» **GESTELLTE AUFGABE A**
Ziehen Sie aus den Einträgen jede Zeile heraus, in der die Zeichenfolge „window“ vorkommt, wobei Groß- und Kleinschreibung zu beachten ist.

» **AUSGEWÄHLTER TEXT**
....

Der zuvor genannte Unterschied hängt damit zusammen, dass Plagiate nicht von Gerichten, sondern "nur" von den Universitäten bestraft werden. Diese können zwar keine Haftstrafen verhängen. Sie können dem "Plagiator" aber weit Folgenreicheres antun: Sie können ihm den akademischen Titel und damit in Wahrheit das ganze, sonst problemlos absolvierte Studium aberkennen.
Das bewirkt selbst dort, wo ein abgeschlossenes Studium eigentlich gar keine Berufs-Voraussetzung ist, dann oft den Verlust des Jobs und der wirtschaftlichen Existenz. Das hat sehr oft auch schwere psychische Folgen. Besonders schwer sind diese Folgen bei Berufen, wo der Betreffende im Licht der Öffentlichkeit steht wie etwa Politiker und Journalisten. Obwohl man in diesen Berufen keine formale Qualifikation braucht, sind es gerade diese beiden Berufsgattungen zuletzt gewesen, deren Angehörige als "Plagiatoren" ihren Job verloren haben, nachdem sie mit vollem Namen öffentlich an den Pranger gestellt worden sind.

....

» **GESTELLTE AUFGABE B**
Führen Sie den Text über die Folgen von Plagiaten im Anschluss an seinen letzten Satz weiter.

» **Aus einer Sammlung entnommene Daten**
....

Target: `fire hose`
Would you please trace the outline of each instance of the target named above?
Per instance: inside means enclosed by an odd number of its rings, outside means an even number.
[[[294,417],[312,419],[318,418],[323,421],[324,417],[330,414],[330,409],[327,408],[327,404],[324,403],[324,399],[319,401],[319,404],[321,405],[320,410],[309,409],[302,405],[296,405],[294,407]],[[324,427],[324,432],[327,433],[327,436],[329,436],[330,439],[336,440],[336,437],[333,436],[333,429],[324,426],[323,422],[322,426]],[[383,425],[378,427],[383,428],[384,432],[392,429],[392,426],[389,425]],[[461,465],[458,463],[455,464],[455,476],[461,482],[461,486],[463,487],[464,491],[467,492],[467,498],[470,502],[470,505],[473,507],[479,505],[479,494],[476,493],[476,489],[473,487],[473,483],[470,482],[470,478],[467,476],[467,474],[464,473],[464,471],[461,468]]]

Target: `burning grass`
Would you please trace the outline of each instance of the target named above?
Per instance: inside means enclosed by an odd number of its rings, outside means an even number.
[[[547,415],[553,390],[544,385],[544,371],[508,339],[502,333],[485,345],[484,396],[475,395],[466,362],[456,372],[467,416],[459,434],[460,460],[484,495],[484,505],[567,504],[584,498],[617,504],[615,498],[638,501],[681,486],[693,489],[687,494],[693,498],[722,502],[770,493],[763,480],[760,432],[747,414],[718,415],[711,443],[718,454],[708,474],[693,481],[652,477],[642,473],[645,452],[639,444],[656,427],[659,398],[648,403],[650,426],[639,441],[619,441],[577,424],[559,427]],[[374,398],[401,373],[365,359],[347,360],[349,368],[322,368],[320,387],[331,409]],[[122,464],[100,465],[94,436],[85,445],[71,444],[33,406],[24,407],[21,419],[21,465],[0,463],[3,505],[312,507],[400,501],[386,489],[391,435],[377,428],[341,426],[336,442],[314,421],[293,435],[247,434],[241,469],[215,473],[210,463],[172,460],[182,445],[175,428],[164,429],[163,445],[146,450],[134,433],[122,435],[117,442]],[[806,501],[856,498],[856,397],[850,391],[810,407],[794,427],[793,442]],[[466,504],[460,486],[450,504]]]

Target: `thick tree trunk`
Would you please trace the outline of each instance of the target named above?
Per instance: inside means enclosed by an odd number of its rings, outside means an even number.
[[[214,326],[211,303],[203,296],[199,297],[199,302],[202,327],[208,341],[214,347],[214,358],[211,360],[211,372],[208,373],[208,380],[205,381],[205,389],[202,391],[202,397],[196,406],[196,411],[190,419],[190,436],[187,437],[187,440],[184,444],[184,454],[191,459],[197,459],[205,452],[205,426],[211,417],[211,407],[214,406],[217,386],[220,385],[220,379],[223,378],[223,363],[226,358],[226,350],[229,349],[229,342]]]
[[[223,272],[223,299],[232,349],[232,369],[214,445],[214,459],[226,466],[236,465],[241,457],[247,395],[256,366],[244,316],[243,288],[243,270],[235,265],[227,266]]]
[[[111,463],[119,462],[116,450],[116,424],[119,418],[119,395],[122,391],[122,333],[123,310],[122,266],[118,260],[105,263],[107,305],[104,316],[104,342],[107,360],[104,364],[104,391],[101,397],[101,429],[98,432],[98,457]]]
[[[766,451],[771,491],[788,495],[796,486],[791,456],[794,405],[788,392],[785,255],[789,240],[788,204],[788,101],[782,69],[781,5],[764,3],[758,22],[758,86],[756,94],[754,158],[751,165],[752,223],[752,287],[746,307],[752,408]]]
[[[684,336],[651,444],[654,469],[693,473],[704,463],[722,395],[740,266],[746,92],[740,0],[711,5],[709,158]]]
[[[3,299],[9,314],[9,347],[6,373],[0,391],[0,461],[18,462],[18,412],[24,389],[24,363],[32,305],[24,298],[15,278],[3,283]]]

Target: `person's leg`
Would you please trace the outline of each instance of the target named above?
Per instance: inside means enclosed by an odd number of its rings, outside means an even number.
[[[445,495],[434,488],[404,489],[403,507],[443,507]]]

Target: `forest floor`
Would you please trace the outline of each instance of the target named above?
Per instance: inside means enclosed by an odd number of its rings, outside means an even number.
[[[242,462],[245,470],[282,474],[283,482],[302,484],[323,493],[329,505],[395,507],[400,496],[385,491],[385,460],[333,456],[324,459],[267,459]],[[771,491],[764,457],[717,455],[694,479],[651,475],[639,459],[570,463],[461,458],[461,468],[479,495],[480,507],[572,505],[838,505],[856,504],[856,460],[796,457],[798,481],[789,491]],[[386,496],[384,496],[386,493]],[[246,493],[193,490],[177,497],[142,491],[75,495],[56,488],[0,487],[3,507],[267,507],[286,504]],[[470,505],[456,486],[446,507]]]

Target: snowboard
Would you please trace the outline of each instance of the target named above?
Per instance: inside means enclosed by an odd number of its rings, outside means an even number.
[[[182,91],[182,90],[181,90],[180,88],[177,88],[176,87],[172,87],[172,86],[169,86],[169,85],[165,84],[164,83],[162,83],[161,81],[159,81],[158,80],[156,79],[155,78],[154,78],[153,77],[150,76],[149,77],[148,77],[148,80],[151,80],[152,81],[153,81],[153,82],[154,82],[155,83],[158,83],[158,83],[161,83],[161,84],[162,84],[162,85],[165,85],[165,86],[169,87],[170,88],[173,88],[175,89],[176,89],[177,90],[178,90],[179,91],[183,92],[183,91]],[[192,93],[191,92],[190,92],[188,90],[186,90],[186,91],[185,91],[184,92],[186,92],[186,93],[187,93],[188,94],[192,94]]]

....

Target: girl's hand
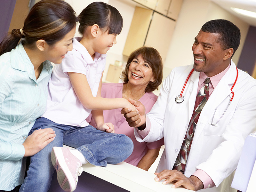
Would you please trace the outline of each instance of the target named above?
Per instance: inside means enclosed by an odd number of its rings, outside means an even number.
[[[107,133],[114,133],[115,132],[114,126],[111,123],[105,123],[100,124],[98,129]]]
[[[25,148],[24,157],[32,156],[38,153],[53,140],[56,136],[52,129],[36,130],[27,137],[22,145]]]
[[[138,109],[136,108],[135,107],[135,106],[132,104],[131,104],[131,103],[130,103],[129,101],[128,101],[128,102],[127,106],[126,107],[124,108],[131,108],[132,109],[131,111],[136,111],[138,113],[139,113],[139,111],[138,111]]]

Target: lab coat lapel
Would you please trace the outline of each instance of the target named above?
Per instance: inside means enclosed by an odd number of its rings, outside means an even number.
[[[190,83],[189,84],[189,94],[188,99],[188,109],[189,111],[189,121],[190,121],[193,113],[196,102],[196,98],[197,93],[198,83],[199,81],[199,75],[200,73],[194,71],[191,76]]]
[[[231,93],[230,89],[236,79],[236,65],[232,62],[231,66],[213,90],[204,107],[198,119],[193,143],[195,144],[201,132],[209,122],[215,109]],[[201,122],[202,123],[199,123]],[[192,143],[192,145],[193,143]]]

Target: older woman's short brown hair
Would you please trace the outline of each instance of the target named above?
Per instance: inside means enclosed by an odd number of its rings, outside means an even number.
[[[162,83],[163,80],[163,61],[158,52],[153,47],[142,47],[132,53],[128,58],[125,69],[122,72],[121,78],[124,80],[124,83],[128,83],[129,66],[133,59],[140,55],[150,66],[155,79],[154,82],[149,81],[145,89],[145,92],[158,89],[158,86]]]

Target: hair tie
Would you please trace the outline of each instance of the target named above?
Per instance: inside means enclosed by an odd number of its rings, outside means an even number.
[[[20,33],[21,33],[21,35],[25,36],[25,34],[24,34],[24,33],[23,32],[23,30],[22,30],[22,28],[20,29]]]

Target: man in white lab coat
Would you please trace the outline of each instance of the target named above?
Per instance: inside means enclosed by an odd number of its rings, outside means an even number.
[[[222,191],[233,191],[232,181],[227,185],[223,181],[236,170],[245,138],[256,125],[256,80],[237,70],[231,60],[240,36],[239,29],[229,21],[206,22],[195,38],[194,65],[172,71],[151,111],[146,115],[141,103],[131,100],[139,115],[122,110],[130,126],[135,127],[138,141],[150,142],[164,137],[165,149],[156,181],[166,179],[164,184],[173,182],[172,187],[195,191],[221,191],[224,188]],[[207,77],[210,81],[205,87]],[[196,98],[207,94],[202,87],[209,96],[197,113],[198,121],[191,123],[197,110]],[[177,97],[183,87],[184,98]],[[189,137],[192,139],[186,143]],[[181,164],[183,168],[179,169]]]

....

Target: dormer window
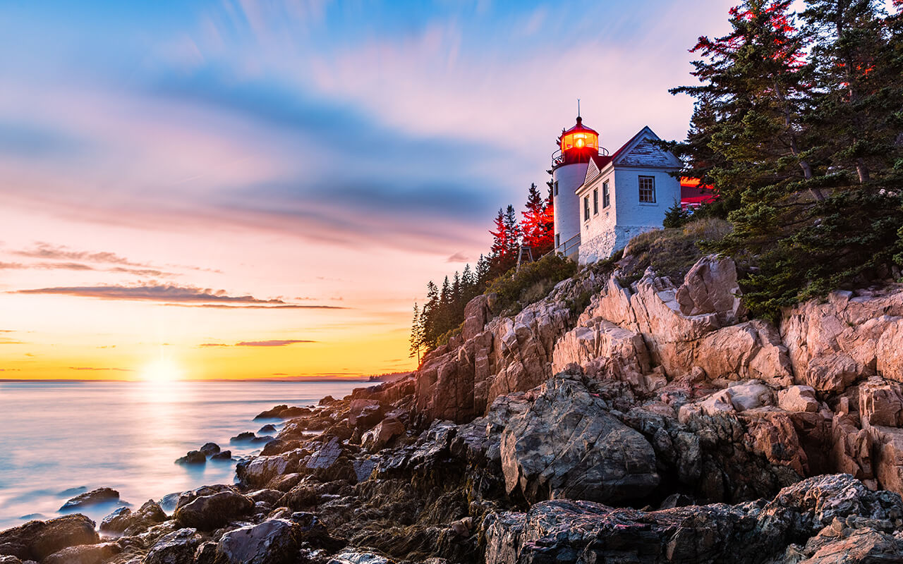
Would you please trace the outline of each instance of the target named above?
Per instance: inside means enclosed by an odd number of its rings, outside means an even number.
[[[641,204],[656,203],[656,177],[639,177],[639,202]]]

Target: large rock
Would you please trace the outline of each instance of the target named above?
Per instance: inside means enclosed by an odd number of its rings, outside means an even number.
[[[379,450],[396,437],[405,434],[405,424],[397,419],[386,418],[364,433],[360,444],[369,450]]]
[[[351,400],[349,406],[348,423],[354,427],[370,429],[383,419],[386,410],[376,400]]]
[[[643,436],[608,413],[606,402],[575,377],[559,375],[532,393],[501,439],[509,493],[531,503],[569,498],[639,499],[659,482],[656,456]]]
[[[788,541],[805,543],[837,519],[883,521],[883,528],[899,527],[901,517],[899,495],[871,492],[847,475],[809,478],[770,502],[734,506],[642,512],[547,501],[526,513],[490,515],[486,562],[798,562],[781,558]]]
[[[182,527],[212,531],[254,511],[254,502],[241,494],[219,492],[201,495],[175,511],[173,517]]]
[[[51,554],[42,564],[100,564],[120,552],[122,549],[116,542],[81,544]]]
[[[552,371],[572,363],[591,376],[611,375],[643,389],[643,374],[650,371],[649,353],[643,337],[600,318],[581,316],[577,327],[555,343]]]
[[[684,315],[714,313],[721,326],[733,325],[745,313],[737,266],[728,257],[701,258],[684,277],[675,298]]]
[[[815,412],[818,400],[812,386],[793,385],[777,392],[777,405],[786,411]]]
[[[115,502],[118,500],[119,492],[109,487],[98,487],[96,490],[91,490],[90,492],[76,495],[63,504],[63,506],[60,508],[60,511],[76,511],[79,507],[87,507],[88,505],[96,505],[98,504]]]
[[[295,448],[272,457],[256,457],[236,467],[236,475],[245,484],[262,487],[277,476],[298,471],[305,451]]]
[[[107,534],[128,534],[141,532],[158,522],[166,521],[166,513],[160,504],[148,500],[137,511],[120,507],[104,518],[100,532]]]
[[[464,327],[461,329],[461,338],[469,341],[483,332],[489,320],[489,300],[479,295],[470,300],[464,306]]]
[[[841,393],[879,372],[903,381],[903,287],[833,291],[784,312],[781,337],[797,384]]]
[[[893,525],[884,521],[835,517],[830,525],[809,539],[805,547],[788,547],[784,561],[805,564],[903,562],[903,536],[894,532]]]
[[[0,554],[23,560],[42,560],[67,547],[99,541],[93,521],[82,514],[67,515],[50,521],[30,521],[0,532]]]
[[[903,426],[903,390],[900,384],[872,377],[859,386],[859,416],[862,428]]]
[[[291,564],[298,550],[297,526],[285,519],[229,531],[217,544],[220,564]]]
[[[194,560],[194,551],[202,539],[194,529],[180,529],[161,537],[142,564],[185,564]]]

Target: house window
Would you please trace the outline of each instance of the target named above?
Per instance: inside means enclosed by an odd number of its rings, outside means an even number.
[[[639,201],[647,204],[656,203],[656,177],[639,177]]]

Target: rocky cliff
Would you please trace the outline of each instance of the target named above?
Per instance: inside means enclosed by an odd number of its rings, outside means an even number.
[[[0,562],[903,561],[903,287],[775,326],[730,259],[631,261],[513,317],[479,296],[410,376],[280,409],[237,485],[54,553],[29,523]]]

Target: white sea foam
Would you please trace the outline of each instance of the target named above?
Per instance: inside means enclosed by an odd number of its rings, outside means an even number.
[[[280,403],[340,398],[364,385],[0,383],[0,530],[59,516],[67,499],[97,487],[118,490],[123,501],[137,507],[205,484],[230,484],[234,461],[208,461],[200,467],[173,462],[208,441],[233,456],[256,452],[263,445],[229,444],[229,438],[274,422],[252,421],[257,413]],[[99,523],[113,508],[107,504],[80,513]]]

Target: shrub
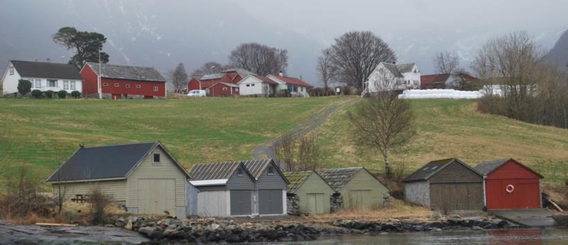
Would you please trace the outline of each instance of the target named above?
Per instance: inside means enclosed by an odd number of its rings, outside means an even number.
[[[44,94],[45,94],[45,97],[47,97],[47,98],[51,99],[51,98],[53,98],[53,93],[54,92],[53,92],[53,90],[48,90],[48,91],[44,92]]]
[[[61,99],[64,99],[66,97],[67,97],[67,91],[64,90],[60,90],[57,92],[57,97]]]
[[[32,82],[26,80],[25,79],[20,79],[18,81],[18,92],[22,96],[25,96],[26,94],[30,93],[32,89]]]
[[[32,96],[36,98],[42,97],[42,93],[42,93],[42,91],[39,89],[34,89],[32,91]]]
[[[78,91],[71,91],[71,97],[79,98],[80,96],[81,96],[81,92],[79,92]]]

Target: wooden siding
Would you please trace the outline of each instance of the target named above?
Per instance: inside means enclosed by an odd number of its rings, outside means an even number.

....

» **ANTWORT ZUR AUFGABE A**
Target: dormer window
Target: house window

» **ANTWORT ZUR AUFGABE B**
Das ist im Vergleich zum "schweren Betrug" und anderen Delikten nicht gerecht, bei denen sogar die Strafjustiz aktiv wird. Aber vernichtender als deren Urteil ist der höhnische Jubel vom Boulevard und von den Rängen, sobald wieder ein "Großkopferter" als Plagiator durch die Öffentlichkeit gejagt wird.
Dabei galt unter Studenten lange das Abschreiben einzelner Stellen als harmloses Kavaliersdelikt. Das hing natürlich auch damit zusammen, dass es erst seit relativ Kurzem kommerzielle Plagiatsjäger und die nötige Software gibt, die Übereinstimmungen mit anderen Texten recht einfach nachweisen kann. Zumindest wenn es diese anderen Texte elektronisch schon irgendwo in der Welt des Internets gibt.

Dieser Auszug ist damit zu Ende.